ENUNCIADO
Responda com base no texto sobre a parábola dos talentos:
(a) Qual é a data da pregação?
(b) Em qual evangelho a parábola encontra sua formulação mais orgânica e consistente?
(c) Segundo o autor, onde reside a mensagem da parábola, mais do que nas palavras?

TEXTO PARA LEITURA
Prédica: Mateus 25.14-30
Autor: Gerd Uwe Kliewer
Data Litúrgica: Penúltimo Domingo do Ano Eclesiástico
Data da Pregação: 18/11/1977
Proclamar Libertação – Volume: II
O CAPITALISMO DO REINO DE DEUS
l – Texto e contexto
A parábola dos talentos encontra em Mateus a sua formulação mais orgânica e consistente. O relato paralelo em Lc 19,11-27 parece um pouco confuso, entremeado com outros elementos e colocado numa situação diferente. A minha meditação se baseia, por isso, no texto de Mateus, considerando Lucas só marginalmente. Se e com que propósito Jesus contou esta parábola e se as suas intenções eram as mesmas que a tradição da comunidade de Mateus deu à mesma, não ouso responder. Há concordância geral de que ela se refere ao Reino de Deus. As variantes do texto são muitas, mas nenhuma me parece ter importância exegética. A mensagem da parábola não reside tanto nas palavras quanto nas imagens e no enredo. O que ela nos diz dependerá de como transferirmos as imagens à realidade.

(Entradas de contorno de regiões)
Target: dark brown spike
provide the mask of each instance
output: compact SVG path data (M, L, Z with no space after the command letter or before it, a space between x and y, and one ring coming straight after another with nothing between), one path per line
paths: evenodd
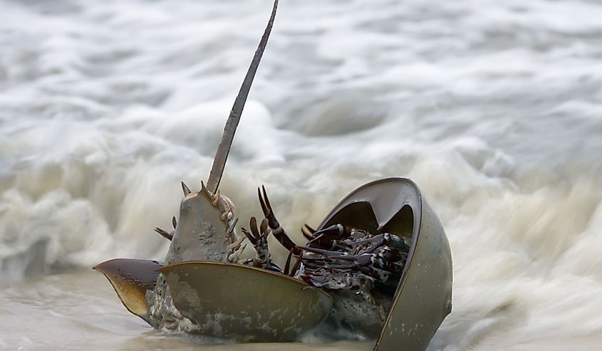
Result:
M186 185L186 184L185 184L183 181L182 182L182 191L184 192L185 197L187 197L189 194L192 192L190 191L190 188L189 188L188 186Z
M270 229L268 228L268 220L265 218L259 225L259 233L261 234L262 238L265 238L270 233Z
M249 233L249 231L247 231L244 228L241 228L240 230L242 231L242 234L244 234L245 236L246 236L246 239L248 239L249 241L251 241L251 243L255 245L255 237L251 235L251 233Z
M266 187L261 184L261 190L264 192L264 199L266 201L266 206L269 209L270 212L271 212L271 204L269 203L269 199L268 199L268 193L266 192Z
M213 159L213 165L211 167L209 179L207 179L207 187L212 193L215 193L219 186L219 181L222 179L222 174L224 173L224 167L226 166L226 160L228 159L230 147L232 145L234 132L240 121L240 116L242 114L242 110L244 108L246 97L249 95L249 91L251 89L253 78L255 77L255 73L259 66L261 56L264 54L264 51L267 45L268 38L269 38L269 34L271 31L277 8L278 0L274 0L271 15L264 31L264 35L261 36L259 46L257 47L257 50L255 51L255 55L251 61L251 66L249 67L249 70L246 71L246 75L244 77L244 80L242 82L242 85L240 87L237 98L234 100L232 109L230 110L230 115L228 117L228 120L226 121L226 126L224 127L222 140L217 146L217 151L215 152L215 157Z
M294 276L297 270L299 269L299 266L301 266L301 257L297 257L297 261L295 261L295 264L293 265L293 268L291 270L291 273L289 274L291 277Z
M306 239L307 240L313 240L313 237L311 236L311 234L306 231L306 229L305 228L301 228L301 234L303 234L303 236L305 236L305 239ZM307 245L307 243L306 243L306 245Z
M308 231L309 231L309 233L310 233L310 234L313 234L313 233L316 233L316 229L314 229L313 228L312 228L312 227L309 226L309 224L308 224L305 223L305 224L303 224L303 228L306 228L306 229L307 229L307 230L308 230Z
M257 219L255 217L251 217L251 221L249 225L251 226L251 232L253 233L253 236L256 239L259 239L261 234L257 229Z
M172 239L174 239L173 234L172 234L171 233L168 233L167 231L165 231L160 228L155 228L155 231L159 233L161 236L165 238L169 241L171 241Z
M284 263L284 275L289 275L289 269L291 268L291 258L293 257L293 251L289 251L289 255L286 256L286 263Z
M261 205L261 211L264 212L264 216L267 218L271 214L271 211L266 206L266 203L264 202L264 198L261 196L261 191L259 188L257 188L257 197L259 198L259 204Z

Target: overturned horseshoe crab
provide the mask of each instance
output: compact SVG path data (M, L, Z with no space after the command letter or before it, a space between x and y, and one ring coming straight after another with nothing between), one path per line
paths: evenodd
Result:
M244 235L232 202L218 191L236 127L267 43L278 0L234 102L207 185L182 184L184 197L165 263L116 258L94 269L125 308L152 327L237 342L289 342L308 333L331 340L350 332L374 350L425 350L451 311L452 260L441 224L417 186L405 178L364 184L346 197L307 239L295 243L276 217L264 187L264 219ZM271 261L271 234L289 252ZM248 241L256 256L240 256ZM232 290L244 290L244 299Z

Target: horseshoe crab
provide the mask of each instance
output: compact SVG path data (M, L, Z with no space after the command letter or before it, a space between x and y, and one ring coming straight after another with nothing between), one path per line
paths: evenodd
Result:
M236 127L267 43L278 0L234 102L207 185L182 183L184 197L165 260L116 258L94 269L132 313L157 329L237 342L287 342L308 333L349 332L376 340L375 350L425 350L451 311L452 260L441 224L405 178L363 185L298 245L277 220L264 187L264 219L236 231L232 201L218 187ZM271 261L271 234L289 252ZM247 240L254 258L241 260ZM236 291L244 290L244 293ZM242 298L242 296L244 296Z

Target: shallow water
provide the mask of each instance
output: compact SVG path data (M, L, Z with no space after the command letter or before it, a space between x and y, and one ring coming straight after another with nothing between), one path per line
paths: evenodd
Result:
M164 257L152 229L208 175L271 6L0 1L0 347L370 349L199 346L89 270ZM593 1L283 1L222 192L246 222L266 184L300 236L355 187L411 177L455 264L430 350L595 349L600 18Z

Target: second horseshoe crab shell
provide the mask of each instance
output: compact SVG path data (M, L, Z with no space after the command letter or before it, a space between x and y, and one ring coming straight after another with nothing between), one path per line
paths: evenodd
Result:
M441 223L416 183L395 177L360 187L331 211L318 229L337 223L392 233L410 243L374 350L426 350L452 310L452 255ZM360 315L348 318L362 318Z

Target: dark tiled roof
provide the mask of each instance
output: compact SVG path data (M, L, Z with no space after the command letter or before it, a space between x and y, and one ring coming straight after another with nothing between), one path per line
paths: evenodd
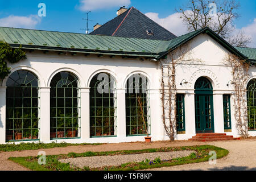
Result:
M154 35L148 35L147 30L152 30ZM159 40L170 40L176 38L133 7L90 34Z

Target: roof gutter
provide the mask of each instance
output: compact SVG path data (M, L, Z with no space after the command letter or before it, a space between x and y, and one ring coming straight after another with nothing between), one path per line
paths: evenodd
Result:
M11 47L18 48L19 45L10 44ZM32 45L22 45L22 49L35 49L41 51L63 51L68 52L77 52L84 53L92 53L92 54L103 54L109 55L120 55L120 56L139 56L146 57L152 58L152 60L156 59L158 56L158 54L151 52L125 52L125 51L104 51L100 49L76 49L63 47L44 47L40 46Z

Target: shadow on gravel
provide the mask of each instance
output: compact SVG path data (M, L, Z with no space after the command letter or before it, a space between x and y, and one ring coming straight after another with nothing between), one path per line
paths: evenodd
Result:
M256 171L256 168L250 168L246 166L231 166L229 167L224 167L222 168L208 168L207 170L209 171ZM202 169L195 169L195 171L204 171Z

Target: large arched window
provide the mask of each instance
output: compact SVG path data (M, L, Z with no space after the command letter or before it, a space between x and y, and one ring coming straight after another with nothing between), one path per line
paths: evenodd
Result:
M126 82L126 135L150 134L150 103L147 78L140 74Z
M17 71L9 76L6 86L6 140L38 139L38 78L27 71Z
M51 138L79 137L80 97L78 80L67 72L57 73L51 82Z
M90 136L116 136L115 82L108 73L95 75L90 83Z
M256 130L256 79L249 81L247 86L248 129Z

RESOLUÇÃO
(a) 18/11/1977.
(b) No Evangelho de Mateus.
(c) Nas imagens e no enredo.